Task objective:
How many of the lines contain the word "lantern"? Reply with the number alone.

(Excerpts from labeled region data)
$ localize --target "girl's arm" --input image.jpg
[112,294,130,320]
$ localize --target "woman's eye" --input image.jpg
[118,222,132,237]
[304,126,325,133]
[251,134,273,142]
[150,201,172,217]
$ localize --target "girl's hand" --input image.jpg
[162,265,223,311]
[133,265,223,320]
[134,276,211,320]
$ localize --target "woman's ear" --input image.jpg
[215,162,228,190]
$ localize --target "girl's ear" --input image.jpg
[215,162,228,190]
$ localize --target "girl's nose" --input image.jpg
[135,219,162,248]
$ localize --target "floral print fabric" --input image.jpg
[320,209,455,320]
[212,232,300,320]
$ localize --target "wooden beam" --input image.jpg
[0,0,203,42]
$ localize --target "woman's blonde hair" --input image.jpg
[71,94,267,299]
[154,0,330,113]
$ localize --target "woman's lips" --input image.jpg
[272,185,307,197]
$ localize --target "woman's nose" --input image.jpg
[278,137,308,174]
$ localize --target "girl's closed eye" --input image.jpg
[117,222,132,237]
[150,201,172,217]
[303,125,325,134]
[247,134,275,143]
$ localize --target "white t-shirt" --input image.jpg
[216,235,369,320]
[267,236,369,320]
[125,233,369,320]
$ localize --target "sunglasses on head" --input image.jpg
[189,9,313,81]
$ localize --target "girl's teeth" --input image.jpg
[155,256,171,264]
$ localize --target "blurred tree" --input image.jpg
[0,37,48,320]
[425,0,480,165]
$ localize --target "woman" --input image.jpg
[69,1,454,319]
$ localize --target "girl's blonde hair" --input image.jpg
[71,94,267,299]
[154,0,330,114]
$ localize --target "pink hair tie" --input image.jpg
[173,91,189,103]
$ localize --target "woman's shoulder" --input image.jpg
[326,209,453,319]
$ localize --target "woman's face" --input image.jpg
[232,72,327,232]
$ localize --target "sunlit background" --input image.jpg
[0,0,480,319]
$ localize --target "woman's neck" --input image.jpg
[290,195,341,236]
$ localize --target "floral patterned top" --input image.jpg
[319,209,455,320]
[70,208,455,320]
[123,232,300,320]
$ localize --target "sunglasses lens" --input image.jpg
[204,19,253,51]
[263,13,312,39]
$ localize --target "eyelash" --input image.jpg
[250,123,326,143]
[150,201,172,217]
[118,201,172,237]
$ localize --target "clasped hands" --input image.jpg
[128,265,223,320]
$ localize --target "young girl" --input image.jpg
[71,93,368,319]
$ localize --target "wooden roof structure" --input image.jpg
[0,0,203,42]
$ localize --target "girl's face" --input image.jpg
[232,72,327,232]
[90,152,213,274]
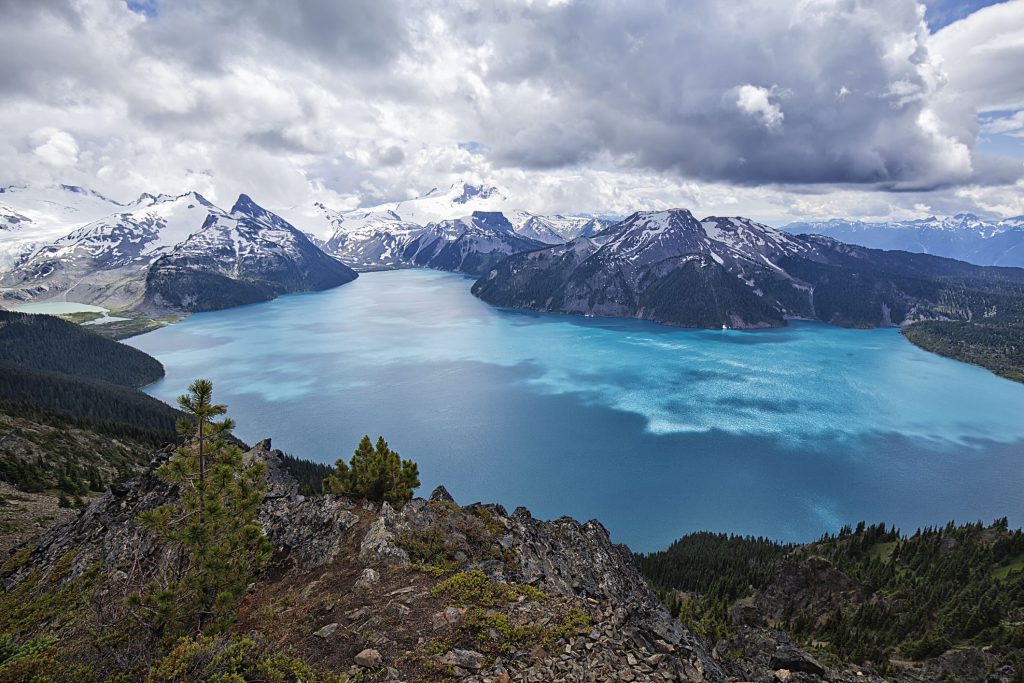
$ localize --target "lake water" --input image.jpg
[129,270,1024,551]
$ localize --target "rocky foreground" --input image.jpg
[0,441,991,683]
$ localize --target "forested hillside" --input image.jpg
[0,311,179,518]
[638,518,1024,670]
[0,310,164,387]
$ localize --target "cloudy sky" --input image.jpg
[0,0,1024,224]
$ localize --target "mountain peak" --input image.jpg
[450,180,500,204]
[231,194,266,214]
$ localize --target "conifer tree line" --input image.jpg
[130,379,270,634]
[637,517,1024,668]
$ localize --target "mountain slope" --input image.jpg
[142,195,356,311]
[637,518,1024,682]
[509,211,616,245]
[402,211,546,274]
[473,209,1024,328]
[0,185,126,269]
[323,211,423,269]
[782,213,1024,266]
[0,193,220,308]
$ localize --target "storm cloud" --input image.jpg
[0,0,1024,217]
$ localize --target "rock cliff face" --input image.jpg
[473,209,1024,328]
[2,441,942,683]
[142,195,356,311]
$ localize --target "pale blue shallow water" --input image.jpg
[129,270,1024,550]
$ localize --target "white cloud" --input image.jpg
[32,129,78,168]
[0,0,1024,221]
[736,83,785,130]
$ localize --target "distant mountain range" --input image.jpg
[0,182,611,313]
[0,188,355,312]
[473,209,1024,328]
[782,213,1024,267]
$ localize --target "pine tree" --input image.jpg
[324,434,420,506]
[132,380,270,634]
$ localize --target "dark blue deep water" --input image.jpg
[130,270,1024,551]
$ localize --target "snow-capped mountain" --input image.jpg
[473,209,1024,328]
[402,211,546,274]
[0,193,219,308]
[0,185,126,270]
[782,213,1024,267]
[0,189,354,310]
[322,211,423,270]
[143,195,356,311]
[509,211,617,245]
[352,180,509,225]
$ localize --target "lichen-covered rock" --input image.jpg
[359,503,409,564]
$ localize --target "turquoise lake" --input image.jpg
[129,270,1024,551]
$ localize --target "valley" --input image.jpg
[128,269,1024,550]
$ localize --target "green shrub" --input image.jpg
[145,634,350,683]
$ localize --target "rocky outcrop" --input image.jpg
[472,209,1024,328]
[4,440,897,683]
[732,557,872,628]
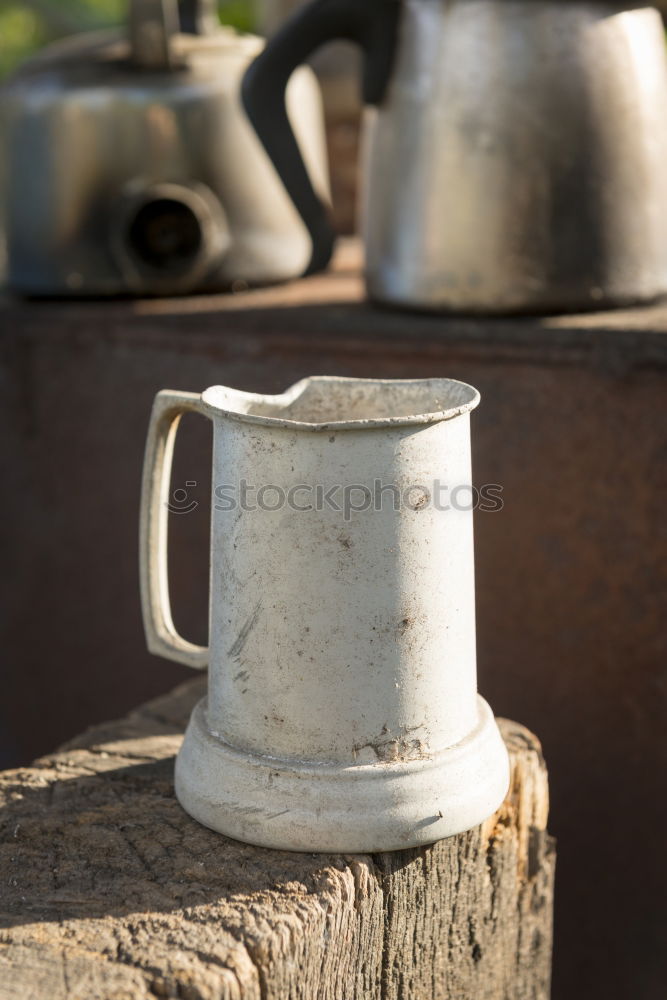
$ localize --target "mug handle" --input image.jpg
[139,389,210,670]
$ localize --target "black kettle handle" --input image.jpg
[241,0,401,274]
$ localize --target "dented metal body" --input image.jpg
[141,378,508,851]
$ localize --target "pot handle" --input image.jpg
[241,0,401,274]
[139,389,209,670]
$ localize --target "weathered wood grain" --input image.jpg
[0,681,554,1000]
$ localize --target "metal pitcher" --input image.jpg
[141,377,509,852]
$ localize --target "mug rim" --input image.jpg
[201,375,481,431]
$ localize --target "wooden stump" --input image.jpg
[0,680,554,1000]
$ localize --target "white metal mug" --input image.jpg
[141,377,509,852]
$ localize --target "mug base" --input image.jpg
[175,696,509,854]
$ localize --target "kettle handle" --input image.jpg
[129,0,179,70]
[241,0,401,274]
[139,389,209,670]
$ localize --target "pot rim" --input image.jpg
[201,375,481,431]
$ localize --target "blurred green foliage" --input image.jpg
[0,0,253,76]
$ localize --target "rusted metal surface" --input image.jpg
[0,244,667,1000]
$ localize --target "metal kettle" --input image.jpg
[0,0,328,296]
[243,0,667,313]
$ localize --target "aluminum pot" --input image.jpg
[141,378,509,852]
[244,0,667,313]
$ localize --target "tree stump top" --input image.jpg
[0,680,554,1000]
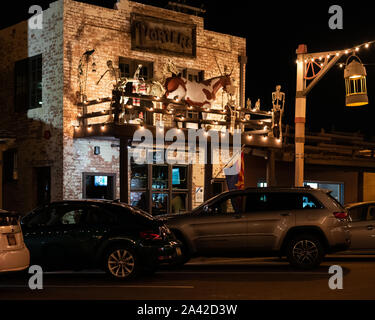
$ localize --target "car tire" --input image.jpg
[104,245,140,280]
[286,234,324,269]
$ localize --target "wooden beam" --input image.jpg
[120,138,129,203]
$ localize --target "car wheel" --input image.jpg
[287,235,324,269]
[105,246,139,280]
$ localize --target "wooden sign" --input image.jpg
[131,13,196,58]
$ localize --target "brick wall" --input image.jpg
[0,1,63,212]
[0,0,246,212]
[64,0,246,202]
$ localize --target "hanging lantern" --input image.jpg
[344,54,368,107]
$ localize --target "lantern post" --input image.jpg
[294,44,344,187]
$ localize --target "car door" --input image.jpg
[349,204,375,251]
[190,194,246,255]
[77,203,118,263]
[243,191,296,251]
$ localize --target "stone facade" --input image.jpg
[0,0,246,212]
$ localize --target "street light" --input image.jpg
[344,54,368,107]
[294,40,375,187]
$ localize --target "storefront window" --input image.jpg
[172,166,188,189]
[83,173,116,200]
[130,191,148,212]
[171,193,187,213]
[130,152,189,216]
[152,193,168,216]
[152,165,168,189]
[130,162,147,190]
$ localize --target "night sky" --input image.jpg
[0,0,375,138]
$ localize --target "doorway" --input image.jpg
[35,167,51,206]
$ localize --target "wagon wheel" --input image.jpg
[304,57,328,80]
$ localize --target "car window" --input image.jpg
[245,192,322,212]
[0,214,19,227]
[212,196,243,214]
[366,206,375,221]
[24,207,52,227]
[85,205,118,225]
[349,206,367,222]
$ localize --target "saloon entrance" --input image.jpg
[130,158,191,215]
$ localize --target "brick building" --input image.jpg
[0,0,279,213]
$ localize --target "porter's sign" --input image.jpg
[131,14,196,57]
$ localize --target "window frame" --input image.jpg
[14,54,43,112]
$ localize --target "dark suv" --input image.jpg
[162,188,350,269]
[21,200,181,279]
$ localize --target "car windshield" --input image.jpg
[192,193,231,212]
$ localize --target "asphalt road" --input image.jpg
[0,256,375,300]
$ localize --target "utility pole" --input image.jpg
[294,44,346,187]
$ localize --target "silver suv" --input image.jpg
[162,188,350,269]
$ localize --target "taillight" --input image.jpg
[139,231,162,240]
[333,212,348,219]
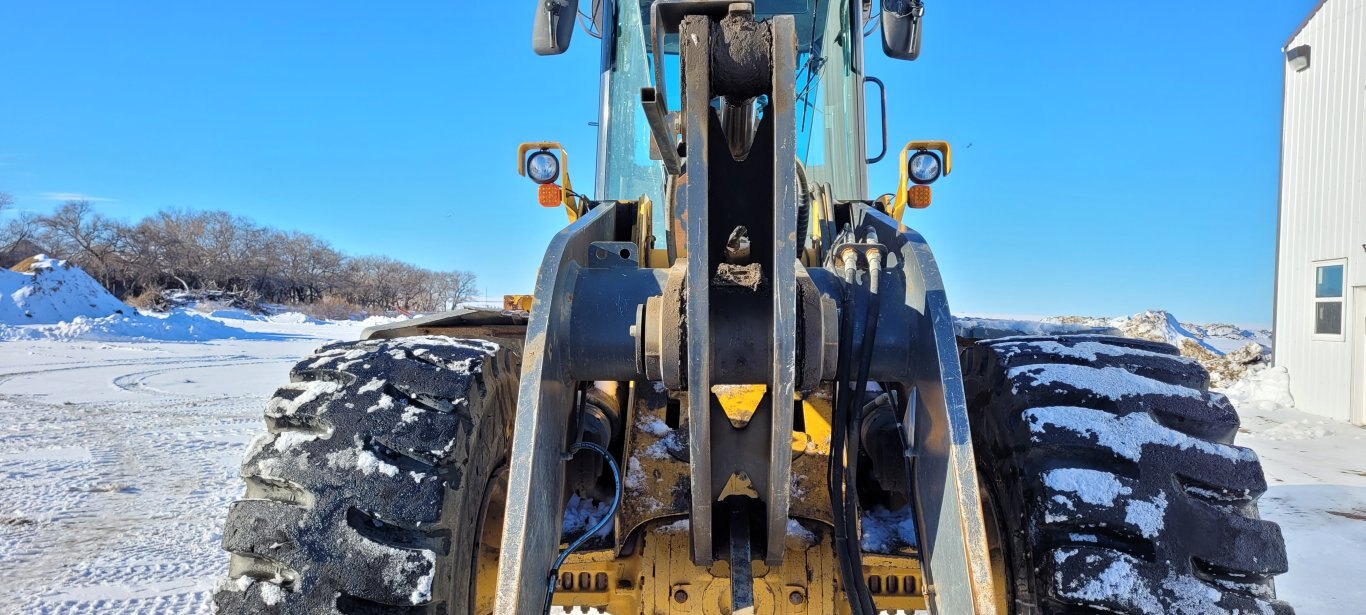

Exercise output:
2